> **Passage**:
Cove wrote, “Many people took up new activities, and others returned after having lapsed in participation. Lifestyle sports like walking, tennis and golf exploded. At the same time, the overall “amount” of physical activity, measured by the number of times an activity took place, went down dramatically on a national scale. Think of the number of team sports and fitness club members previously engaged several times a week whose routines and venues were lost. Huge impact.”
Assessing the industry’s performance, noted Cove, also “depends on perspective,” with many businesses failing to meet year-end revenues and earnings targets set at the beginning of 2020, but able to exceed revised forecasts established in the second and third quarters of last year when the focus was on cash conservation and business sustainability.
SFIA’s annual survey of executives taken early in 2021, before the broad distribution of the COVID vaccine, found optimism that the industry would bounce back. Almost two-thirds of the executives expected sales to recover to at least pre-COVID predictions by the end of 2021, and 73 percent of executives forecasted a strong future for the sports industry, substantially higher than in 2018 or 2019.
The industry’s optimism is backed by continued momentum in participation rates to date in 2021. However, SFIA’s report noted that it remains uncertain how many new and returning “active” consumers will continue their participation as they return to work in a physical office and resume travel.
“It takes two weeks to create a habit or routine,” SFIA wrote in the report. “As the pandemic has lasted for over a year, many of these active people have dedicated time to participate. If Americans keep with their current lifestyle, they will continue contributing to the sales growth.”
The organization’s latest insights suggest concern for reduced participation and that consumer demand has been replaced almost universally by concerns of ongoing supply chain constraints and challenges.

> **Extracted data**:
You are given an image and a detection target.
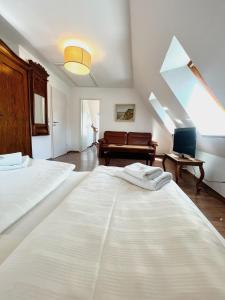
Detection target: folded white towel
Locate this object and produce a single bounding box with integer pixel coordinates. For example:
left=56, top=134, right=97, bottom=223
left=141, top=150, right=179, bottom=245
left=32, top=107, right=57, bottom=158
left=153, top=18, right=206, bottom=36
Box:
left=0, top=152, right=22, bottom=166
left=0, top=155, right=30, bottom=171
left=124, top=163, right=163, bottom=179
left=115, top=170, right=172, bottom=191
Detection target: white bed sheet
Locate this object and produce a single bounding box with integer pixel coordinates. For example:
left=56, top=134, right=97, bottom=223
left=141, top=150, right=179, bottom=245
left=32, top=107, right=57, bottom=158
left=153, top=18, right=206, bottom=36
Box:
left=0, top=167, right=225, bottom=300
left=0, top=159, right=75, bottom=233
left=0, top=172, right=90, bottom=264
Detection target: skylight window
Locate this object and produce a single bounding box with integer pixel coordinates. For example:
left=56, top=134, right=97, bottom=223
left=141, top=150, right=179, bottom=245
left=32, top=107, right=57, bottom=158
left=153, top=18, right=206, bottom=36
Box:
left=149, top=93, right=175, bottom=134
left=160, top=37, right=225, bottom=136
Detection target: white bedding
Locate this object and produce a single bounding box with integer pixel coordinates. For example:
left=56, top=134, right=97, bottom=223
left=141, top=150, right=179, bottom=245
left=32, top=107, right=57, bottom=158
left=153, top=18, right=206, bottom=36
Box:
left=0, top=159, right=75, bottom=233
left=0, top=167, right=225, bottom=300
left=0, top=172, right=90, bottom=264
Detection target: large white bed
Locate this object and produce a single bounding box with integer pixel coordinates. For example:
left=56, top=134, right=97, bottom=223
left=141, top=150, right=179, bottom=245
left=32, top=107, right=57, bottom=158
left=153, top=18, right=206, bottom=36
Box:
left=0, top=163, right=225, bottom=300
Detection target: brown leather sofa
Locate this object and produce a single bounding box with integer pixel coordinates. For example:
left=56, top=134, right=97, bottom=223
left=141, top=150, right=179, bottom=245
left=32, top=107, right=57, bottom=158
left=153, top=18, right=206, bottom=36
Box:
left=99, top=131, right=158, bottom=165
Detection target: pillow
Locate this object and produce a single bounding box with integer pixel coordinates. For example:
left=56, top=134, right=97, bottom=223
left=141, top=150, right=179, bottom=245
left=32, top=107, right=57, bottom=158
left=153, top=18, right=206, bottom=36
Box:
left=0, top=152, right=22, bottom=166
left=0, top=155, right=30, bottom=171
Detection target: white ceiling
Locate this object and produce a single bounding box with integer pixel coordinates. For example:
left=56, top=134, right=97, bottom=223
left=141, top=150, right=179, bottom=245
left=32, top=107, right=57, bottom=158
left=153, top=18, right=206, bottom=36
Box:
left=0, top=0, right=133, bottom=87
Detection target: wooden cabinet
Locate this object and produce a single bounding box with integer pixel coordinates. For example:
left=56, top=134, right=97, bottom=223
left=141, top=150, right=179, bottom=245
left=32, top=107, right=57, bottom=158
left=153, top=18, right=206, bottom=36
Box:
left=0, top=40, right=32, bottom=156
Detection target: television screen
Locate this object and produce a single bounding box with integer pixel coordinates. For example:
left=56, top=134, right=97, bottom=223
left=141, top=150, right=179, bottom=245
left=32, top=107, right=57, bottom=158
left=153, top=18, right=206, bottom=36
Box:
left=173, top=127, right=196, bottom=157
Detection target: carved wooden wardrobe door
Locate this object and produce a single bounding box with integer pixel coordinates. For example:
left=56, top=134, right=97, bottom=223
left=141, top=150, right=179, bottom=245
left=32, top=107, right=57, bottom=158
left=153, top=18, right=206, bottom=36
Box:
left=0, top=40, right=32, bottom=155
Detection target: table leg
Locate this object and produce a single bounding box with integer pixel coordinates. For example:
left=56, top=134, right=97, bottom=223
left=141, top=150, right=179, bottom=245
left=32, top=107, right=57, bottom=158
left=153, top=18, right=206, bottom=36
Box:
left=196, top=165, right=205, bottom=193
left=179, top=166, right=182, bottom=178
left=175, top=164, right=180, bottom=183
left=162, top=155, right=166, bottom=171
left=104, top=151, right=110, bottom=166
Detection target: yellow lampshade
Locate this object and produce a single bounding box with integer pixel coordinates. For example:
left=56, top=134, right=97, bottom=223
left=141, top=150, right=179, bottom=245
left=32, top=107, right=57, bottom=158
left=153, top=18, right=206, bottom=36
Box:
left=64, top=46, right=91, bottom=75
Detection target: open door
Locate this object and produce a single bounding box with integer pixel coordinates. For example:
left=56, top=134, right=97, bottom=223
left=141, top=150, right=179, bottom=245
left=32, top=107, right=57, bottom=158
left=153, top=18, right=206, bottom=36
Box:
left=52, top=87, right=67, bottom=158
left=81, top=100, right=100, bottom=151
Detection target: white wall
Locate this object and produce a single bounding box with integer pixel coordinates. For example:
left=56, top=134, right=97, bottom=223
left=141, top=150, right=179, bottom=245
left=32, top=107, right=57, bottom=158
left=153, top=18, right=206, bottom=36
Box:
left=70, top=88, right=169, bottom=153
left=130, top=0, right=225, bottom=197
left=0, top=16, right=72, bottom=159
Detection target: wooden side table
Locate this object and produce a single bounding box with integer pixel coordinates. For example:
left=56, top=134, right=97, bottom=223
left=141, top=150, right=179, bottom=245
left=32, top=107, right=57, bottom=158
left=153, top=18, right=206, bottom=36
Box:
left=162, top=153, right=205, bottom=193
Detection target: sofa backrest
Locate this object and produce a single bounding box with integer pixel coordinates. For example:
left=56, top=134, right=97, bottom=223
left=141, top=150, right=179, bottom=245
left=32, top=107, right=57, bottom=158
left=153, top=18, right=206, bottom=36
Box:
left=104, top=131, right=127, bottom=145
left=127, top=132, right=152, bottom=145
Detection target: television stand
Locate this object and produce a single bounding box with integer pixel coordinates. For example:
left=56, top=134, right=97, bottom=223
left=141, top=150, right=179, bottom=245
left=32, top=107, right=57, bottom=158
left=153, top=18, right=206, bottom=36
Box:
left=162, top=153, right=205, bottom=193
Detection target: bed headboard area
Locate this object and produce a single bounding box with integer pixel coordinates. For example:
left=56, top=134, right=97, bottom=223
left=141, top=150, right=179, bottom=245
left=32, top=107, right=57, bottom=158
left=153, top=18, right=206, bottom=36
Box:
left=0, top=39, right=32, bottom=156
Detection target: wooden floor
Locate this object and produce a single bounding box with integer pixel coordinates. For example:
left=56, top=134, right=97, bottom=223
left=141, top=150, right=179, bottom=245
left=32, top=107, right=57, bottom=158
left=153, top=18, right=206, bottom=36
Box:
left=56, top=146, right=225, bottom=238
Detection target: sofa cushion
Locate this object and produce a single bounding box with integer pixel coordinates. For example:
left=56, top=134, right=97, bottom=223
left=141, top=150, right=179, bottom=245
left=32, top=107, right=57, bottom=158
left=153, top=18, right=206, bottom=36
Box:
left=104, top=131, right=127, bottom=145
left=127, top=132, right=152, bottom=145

> **Required work**:
1. Name the lifestyle sports that the passage on the sports industry says exploded.
2. According to the passage on the sports industry, why did the overall amount of physical activity drop sharply nationwide even as many people took up new activities?

> **Outputs in order**:
1. Walking, tennis and golf.

2. Team-sports players and fitness club members who had been active several times a week lost their routines and venues.